[Named object pointing data]
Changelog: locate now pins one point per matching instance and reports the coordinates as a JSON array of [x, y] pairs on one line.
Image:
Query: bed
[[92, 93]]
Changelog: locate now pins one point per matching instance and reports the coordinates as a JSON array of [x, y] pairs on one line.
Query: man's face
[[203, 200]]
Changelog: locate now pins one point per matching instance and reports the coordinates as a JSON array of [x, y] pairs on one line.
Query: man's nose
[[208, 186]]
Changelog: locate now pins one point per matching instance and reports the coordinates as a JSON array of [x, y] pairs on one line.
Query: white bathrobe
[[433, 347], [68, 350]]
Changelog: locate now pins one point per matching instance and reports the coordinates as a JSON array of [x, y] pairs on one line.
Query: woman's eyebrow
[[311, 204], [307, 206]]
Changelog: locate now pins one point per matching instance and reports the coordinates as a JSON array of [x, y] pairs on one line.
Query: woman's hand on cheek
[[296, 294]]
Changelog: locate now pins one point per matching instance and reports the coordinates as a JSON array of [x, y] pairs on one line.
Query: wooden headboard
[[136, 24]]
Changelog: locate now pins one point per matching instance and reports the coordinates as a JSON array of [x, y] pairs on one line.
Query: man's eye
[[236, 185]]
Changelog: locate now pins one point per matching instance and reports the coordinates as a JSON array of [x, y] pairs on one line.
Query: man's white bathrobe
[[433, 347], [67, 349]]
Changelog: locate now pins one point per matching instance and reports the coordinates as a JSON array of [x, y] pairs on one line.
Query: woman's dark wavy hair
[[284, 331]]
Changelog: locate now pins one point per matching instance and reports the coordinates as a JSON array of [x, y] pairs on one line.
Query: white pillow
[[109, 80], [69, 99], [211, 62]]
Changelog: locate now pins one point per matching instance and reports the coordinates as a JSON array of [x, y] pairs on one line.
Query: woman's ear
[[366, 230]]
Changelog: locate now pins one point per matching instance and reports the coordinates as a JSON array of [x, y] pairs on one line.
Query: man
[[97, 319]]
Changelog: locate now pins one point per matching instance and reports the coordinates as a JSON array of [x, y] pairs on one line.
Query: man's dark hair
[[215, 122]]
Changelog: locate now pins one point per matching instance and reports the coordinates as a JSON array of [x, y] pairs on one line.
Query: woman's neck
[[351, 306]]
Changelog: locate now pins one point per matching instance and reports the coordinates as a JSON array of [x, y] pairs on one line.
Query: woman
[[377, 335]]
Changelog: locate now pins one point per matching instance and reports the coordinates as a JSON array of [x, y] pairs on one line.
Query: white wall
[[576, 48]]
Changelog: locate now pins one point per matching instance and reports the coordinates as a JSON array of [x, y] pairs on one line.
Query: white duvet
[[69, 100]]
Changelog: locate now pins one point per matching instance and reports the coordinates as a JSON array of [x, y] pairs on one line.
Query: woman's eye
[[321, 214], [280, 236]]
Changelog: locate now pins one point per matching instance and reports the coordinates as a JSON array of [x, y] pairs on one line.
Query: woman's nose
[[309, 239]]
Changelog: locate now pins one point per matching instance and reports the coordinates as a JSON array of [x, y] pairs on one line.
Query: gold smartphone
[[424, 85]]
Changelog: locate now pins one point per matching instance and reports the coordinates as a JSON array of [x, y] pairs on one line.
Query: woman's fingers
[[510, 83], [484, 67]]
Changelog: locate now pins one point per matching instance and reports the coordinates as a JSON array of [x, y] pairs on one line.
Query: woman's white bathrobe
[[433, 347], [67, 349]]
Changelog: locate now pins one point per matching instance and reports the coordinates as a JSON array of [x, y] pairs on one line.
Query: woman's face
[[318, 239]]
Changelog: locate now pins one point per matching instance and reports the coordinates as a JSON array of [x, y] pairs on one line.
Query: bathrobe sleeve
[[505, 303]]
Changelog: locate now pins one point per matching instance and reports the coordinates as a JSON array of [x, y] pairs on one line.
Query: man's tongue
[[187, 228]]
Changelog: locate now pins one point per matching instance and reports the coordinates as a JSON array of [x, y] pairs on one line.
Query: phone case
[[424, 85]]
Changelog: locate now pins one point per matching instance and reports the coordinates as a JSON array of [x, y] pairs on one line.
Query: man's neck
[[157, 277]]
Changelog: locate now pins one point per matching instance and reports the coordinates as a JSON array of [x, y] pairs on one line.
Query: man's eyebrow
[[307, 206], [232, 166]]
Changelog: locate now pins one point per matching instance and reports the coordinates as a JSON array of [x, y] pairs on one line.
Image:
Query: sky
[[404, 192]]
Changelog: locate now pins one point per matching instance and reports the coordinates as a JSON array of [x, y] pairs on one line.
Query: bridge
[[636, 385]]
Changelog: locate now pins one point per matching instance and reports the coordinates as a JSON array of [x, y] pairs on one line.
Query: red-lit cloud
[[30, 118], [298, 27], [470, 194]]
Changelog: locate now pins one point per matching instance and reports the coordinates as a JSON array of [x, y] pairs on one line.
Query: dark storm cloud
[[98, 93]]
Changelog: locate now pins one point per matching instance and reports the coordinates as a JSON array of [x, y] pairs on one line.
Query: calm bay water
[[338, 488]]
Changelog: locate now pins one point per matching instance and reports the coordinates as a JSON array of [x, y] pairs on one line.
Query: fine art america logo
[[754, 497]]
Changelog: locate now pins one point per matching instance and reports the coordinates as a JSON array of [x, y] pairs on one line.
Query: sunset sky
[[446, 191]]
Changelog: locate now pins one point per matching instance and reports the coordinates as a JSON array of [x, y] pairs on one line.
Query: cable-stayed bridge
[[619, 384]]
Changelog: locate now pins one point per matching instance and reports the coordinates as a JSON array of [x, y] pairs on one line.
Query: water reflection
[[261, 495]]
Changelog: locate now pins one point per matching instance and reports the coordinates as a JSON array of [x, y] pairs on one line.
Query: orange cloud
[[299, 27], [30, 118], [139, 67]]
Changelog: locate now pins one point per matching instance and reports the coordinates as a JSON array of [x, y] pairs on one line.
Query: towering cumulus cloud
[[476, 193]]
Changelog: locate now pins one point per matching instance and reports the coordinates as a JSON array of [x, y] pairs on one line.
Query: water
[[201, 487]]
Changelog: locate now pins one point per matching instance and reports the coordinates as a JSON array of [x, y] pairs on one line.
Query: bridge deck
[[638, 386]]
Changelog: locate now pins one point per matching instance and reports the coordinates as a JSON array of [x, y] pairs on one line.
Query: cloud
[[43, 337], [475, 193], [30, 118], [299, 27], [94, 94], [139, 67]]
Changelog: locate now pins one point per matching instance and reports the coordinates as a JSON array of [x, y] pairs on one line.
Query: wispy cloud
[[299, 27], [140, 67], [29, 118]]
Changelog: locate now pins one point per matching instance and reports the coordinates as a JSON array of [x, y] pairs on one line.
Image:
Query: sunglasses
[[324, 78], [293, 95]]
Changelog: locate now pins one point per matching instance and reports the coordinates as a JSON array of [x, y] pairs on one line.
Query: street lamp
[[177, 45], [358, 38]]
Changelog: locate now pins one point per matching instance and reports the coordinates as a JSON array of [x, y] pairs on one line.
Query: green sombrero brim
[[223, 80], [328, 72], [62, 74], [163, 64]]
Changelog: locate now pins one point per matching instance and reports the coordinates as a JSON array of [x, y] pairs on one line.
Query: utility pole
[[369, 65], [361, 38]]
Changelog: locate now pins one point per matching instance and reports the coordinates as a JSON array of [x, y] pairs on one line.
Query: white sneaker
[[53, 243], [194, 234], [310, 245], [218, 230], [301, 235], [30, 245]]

* [WORK INSTRUCTIONS]
Arrange all of the data above as a numbered list, leaving out any blank lines.

* [RESULT OF THE TASK]
1. Changelog: locate now pins one point per matching instance and reports the coordinates as a JSON array of [x, y] pairs on one line.
2. Image:
3. Query: bed
4. [[92, 93]]
5. Changelog: locate now pins one point per matching instance and reports the coordinates as a JSON array of [x, y] pairs on one line.
6. Query: man's face
7. [[203, 200]]
8. Changelog: locate now pins one point per matching instance and reports the coordinates as a JSON array of [x, y] pairs on one line.
9. Query: man's nose
10. [[208, 186]]
11. Changelog: locate now pins one point per matching instance and reports the coordinates as a JSON array of [x, y] pairs on one line.
12. Query: white bathrobe
13. [[433, 347], [68, 350]]
14. Changelog: locate now pins one point per matching instance and reports the coordinates as a JSON array of [x, y] pairs on one line.
15. Query: woman's eyebrow
16. [[311, 204], [307, 206]]
17. Changelog: locate now pins one point per matching instance and reports the coordinates as a JSON array of [x, y] pairs on one line.
18. Query: woman's hand on cheek
19. [[296, 294]]
20. Changelog: locate now pins one point per matching instance and reports the coordinates as a JSON array of [x, y] pairs on one line.
21. Query: wooden headboard
22. [[136, 24]]
23. Changelog: locate now pins one point per matching instance and reports the coordinates as a JSON array of [x, y] pairs on one line.
24. Query: man's eye
25. [[236, 185]]
26. Changelog: locate now pins one point per matching instance and reports the coordinates as a JSON array of [x, y] pairs on one line.
27. Query: man's white bathrobe
28. [[433, 347], [67, 349]]
29. Changelog: locate now pins one point per matching instance and reports the coordinates as a JSON array of [x, y] pairs on one line.
30. Query: woman's dark wavy hair
31. [[284, 331]]
32. Changelog: locate now pins one point per matching instance and reports the coordinates as a JSON array of [x, y] pairs on one line.
33. Query: white pillow
34. [[109, 80], [69, 99], [211, 62]]
35. Changelog: locate now pins one point per matching instance and reports the coordinates as a JSON array of [x, y] pairs on one line.
36. Query: woman's ear
37. [[366, 230]]
38. Changelog: locate now pins one point per matching instance and reports the coordinates as a JSON array of [x, y] pairs on one line.
39. Query: man
40. [[97, 319]]
41. Changelog: locate now pins one point per matching instance and reports the coordinates as a JSON array of [x, y] pairs on one line.
42. Query: man's dark hair
43. [[215, 122]]
44. Changelog: locate now pins one point per matching instance and reports the coordinates as a JSON array of [x, y] pairs on one line.
45. Query: woman's neck
46. [[351, 306]]
47. Changelog: locate now pins one point per matching instance and reports the coordinates as a JSON array of [x, y] pairs on one line.
48. Query: woman
49. [[377, 335]]
50. Changelog: locate now pins one point per matching instance and reports the coordinates as a JSON array of [x, y] pairs on one line.
51. Query: white wall
52. [[576, 48]]
53. Changelog: locate now pins one point per matching instance and reports the coordinates as a JSON array of [x, y] pairs on one line.
54. Query: white duvet
55. [[69, 100]]
56. Changelog: locate now pins one point per matching instance and reports the coordinates as a JSON array of [x, y] pairs on one line.
57. Query: woman's eye
58. [[321, 214], [280, 236]]
59. Changelog: locate now pins one point per matching instance and reports the coordinates as a JSON array of [x, y] pairs on one line.
60. Query: woman's nose
61. [[309, 239]]
62. Changelog: locate now pins one point per matching instance and reports the coordinates as a JSON array of [x, y] pairs on one line.
63. Query: gold smartphone
64. [[424, 85]]
65. Changelog: locate now pins one point per matching instance and reports the coordinates as a JSON array of [x, y] pairs on one line.
66. Query: woman's fingers
67. [[510, 83], [484, 67]]
68. Changelog: locate now pins one point per matching instance and reports the coordinates as a JSON array of [x, y] pairs on one line.
69. Query: woman's white bathrobe
70. [[433, 347], [67, 349]]
71. Changelog: locate now pins one point per matching instance and reports the coordinates as a JSON array of [x, y] pairs on one line.
72. Query: woman's face
73. [[318, 239]]
74. Changelog: locate now pins one point per matching instance and reports the coordinates as a JSON array of [x, y] pairs on one line.
75. Query: bathrobe sleeve
76. [[505, 303]]
77. Changelog: locate now pins one point per matching instance and reports the coordinates as a JSON array of [x, y] pairs on one line.
78. Query: man's tongue
79. [[187, 228]]
80. Changelog: locate now pins one point per matching instance and reports the coordinates as a JSON array of [x, y] pairs on one line.
81. Query: phone case
82. [[424, 85]]
83. Changelog: locate now pins one point per matching instance and reports the coordinates as a JSON array of [x, y] pairs on one line.
84. Query: man's neck
85. [[157, 277]]
86. Changelog: locate now pins one point per matching instance and reports the coordinates as a JSON array of [x, y] pairs on one line.
87. Query: man's eyebrow
88. [[307, 206], [232, 166]]
89. Changelog: locate now pins one point per matching instance and reports the coordinates as a JSON array of [x, y] pairs on one line.
90. Image:
91. Query: sky
92. [[404, 192]]
93. Changelog: locate now pins one point per matching instance and reports the coordinates as a JSON array of [x, y] pairs on one line.
94. Query: bridge
95. [[636, 385]]
96. Changelog: locate now pins one point per matching instance and reports the coordinates as a JSON array of [x, y] pairs on one line.
97. Query: red-lit cloud
98. [[30, 118], [298, 27], [470, 194]]
99. Changelog: locate now pins one point per matching instance and reports the coordinates as a JSON array of [x, y] pairs on one line.
100. Query: dark storm cloud
101. [[98, 93]]
102. Changelog: locate now pins one point per matching instance and reports the coordinates as a JSON array of [x, y] pairs on one line.
103. Query: calm bay water
104. [[338, 488]]
105. Changelog: locate now pins one point per matching instance and reports the coordinates as a JSON array of [x, y] pairs on one line.
106. Query: fine art america logo
107. [[754, 497]]
108. Changelog: locate now pins one point per matching instance and reports the coordinates as a JSON array of [x, y] pairs on one line.
109. Query: sunset sky
110. [[446, 191]]
111. Changelog: locate now pins one point per matching instance and reports the coordinates as a JSON array of [x, y] pairs on one line.
112. Query: cable-stayed bridge
113. [[619, 384]]
114. Changelog: locate now pins one point per matching instance and reports the coordinates as a JSON array of [x, y] pairs on one line.
115. Query: water reflection
116. [[261, 495]]
117. Changelog: locate now pins one point per matching instance and reports the coordinates as a JSON array of [x, y] pairs on one line.
118. Query: orange cloud
119. [[299, 27], [30, 118], [139, 67]]
120. Changelog: locate now pins one point per matching instance and reports the coordinates as a JSON array of [x, y] pairs on one line.
121. Query: towering cumulus cloud
122. [[476, 193]]
123. Changelog: locate now pins one point per matching instance and reports the coordinates as a JSON array of [x, y] pairs on one line.
124. Query: water
125. [[201, 487]]
126. Changelog: locate now pins one point per matching instance and reports the coordinates as a JSON array of [x, y] pairs on one line.
127. Query: bridge deck
128. [[638, 386]]
129. Changelog: locate now pins one point per matching instance and reports the coordinates as a JSON array of [x, y] pairs on one line.
130. Query: cloud
131. [[43, 337], [475, 193], [30, 118], [299, 27], [94, 94], [139, 67]]
132. Changelog: locate now pins one point per matching instance and reports the coordinates as a JSON array of [x, y] pairs on one line.
133. Query: wispy cloud
134. [[299, 27], [140, 67], [29, 118]]
135. Changelog: locate now pins one point per matching instance and reports the coordinates as a JSON array of [x, y] pairs on one line.
136. Image:
137. Query: sunglasses
138. [[324, 78], [293, 95]]
139. Changelog: locate now pins one point per matching instance and reports the coordinates as a JSON array of [x, y] pairs on one line.
140. Query: street lamp
141. [[177, 45], [358, 38]]
142. Changelog: locate now pins one point per matching instance and reports the coordinates as a JSON array of [x, y] pairs on one line.
143. Query: green sombrero brim
144. [[223, 80], [328, 72], [62, 74], [163, 64]]
145. Changelog: locate now pins one point per matching instance and reports the coordinates as a JSON array of [x, y] pairs on one line.
146. Query: utility pole
147. [[369, 65], [361, 38]]
148. Changelog: locate now pins one point per matching instance and reports the coordinates as a JSON array of [x, y] pairs on one line.
149. Query: white sneaker
150. [[53, 243], [194, 234], [310, 245], [218, 230], [301, 235], [30, 245]]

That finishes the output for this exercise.